#### Document section
***This is the fifth post in a series of 6 about the Five Love Languages in marriage. I suggest reading them in order. Part 1, 2, 3, 4
A common way of showing you care about someone is by serving them. When we hear about a friend who just had a baby, we often run to the rescue by bringing dinner, offering to do the laundry, or making a run to the store. This is not only important in friendship but can be critical in our marriage if our spouse speaks the love language Acts of Service.
Stereotypes are a big part of this love language. Most women have experience in this area of serving their spouse because our society still has a tendency to follow these stereotypes. Maybe your husband expects you to take care of all the housework and the children because that’s what his mother did and he feels like it is your womanly duty. Or maybe it truly makes him feel loved when he comes home to a clean house and dinner on the table.
It is important to note, if this is your husband’s love language, your attitude about performing such tasks will make a huge difference on the way these acts of service will be received. Nobody wants to feel like a doormat and serve their spouse out of fear or pure obligation. Likewise, nobody wants to receive service when the giver is doing it begrudgingly. If we do it out of love, we keep our own dignity intact while filling our spouse’s love tank. Remember, love does not make demands, only requests.
What are the different dialects?
Here a few ideas of what may be different dialects for the love language Acts of Service.

Dataset excerpt

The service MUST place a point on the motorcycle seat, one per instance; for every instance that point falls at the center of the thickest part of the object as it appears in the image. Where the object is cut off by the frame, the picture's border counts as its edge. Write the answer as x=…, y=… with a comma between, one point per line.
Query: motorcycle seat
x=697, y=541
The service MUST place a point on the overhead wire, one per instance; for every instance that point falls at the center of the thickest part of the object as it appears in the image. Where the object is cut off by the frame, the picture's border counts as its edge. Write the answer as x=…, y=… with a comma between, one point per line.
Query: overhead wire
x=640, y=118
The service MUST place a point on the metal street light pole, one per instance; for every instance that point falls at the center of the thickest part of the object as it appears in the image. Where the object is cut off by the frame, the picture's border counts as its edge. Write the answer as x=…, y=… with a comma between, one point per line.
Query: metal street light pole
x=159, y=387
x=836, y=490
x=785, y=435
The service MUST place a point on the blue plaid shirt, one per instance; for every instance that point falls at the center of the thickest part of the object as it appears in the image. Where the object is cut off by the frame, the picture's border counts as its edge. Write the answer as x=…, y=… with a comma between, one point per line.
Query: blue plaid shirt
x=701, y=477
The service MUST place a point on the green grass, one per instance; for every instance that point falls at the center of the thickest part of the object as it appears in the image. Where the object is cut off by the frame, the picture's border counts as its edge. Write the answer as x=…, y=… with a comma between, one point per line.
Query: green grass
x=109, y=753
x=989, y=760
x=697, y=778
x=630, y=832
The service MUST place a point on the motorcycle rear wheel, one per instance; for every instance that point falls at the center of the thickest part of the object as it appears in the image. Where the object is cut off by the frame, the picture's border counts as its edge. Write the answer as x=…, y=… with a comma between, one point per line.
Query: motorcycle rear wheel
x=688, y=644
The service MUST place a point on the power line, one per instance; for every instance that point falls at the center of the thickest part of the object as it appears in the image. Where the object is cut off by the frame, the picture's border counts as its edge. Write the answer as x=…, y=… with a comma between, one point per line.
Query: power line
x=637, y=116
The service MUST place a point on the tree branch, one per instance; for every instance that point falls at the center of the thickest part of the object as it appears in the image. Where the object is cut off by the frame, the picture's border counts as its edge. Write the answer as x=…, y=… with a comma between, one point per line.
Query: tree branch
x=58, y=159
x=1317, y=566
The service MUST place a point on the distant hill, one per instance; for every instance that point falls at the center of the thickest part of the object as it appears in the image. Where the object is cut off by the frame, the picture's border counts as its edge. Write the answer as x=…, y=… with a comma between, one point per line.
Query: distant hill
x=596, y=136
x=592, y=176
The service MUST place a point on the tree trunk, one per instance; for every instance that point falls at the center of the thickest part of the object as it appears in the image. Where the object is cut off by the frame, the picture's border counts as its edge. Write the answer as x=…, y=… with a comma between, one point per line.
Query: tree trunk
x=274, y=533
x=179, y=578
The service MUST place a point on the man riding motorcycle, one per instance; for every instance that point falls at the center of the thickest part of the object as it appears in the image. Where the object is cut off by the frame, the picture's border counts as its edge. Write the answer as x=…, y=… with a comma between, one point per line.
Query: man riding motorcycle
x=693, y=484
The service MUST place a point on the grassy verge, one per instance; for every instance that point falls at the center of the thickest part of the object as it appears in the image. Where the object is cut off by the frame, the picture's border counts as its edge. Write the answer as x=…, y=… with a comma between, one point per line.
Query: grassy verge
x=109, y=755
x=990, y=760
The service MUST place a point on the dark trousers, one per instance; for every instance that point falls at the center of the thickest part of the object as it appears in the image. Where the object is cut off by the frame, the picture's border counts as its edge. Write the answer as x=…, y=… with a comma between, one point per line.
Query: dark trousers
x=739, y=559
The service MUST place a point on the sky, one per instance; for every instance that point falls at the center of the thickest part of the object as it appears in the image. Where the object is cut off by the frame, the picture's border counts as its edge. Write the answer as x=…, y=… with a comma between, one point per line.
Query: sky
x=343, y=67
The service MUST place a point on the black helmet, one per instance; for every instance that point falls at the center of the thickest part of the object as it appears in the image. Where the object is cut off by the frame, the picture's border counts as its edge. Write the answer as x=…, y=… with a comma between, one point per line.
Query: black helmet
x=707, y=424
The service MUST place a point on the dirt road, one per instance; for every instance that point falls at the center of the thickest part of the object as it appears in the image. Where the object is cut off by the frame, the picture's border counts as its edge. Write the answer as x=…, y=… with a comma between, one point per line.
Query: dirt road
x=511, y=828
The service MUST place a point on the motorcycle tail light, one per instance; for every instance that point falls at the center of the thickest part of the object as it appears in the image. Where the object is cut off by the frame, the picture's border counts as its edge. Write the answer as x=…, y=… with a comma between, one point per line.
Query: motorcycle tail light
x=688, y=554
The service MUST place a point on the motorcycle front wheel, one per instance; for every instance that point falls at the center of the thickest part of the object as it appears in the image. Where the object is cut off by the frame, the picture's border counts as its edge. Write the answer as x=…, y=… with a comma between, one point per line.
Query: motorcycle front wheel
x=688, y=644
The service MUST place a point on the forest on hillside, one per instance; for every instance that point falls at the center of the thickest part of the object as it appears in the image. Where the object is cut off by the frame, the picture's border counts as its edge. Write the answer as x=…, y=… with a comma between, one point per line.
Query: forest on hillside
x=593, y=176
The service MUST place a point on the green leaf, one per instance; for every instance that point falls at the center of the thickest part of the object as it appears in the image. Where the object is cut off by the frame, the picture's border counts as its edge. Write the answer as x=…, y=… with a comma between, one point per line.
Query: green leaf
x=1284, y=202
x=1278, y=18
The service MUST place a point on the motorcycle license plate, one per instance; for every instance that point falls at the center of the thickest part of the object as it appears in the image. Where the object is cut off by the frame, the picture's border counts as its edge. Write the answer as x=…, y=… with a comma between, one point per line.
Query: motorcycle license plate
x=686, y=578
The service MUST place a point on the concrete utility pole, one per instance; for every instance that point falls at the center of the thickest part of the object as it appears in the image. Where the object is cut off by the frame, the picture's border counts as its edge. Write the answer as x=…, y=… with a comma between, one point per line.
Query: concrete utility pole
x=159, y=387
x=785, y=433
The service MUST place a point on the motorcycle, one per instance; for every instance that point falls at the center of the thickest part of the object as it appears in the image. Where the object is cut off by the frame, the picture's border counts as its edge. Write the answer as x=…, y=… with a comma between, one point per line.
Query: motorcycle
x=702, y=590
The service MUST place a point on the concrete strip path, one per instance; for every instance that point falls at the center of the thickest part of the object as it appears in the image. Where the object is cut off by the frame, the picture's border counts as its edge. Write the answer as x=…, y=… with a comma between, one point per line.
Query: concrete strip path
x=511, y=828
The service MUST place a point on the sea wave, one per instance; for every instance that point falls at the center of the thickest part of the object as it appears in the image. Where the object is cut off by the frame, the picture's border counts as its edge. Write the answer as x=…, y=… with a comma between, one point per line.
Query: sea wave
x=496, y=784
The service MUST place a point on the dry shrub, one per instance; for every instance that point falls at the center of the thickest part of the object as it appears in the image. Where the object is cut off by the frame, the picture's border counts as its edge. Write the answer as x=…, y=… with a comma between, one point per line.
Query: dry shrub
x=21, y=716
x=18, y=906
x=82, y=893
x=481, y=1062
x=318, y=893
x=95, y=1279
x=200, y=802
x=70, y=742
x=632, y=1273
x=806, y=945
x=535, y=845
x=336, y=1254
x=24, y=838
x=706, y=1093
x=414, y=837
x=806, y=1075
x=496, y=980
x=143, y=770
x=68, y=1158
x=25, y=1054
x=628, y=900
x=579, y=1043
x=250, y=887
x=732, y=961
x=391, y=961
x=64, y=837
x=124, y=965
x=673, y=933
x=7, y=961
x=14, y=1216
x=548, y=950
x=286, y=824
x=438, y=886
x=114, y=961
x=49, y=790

#### The request
Please extend the post on Acts of Service as a love language in marriage, picking up right after its last sentence.

#### Written answer
Service can come in many forms but a common one is household chores. That means doing the dishes and the laundry, cleaning the bathrooms and the floors, making the beds and dusting the furniture. It comes in the form of preparing meals, bathing and caring for the children, running errands, yard work, and taking care of pets. In effect, anything that needs to be done around the house could be considered a chore. If you can make it a priority to help your spouse with some of that, it will show him you care.
2. Caring for
What about when your husband is sick? I’m willing to bet we are all too familiar with how grown, burly men magically turn into little children when they are sick. Although it may irk you to take care of your husband and meet his requests (not demands mind you) when he is obviously exaggerating how sick he is, it may well be the difference between an empty and a full love tank. If his love language is acts of service, he will be even more appreciative of your waiting on him when he is sick or having a rough day.
3. Help with the To Do List
Does your spouse ask you for favors or help with certain things? Maybe it’s to make him a doctors appointment or order him something online. Maybe he could use your help studying or being his soundboard for his big work project. We all know how it feels to be overwhelmed and part of marriage is being able to rely on your spouse for support. If this is his love language, you will see how much it means to him that you’re willing to help him out.
How do I know if this is my or my spouse’s love language?
Dr. Chapman offers a few different ways to check if this is either your or your spouse’s love language.
1. Do either of you express love in this love language? Does your spouse sometimes help you with the chores around the house or taking care of the kids? Do you make it a priority to keep your house clean in an attempt to please your spouse? Does he ever volunteer to make dinner when you’ve had a rough day?
2. What are your complaints like? Does he seem extremely disappointed when he comes home and you’re watching TV while the house is a wreck? Do you tell him you’re tired of doing everything and hate that he never offers to help? Is it common for your husband to tell you he feels like you don’t care about him because you never have time to help him?
3. What kinds of requests do you make? Does he ask for favors a lot of the time? Do you ask for his help when you’re in the midst of cleaning up and it’s bath time for the kids? Does it seem extremely important to him to come home to a clean house?
How can I express it?
So let’s say you have discovered that your spouse’s love language might be Acts of Service. How do you speak it then?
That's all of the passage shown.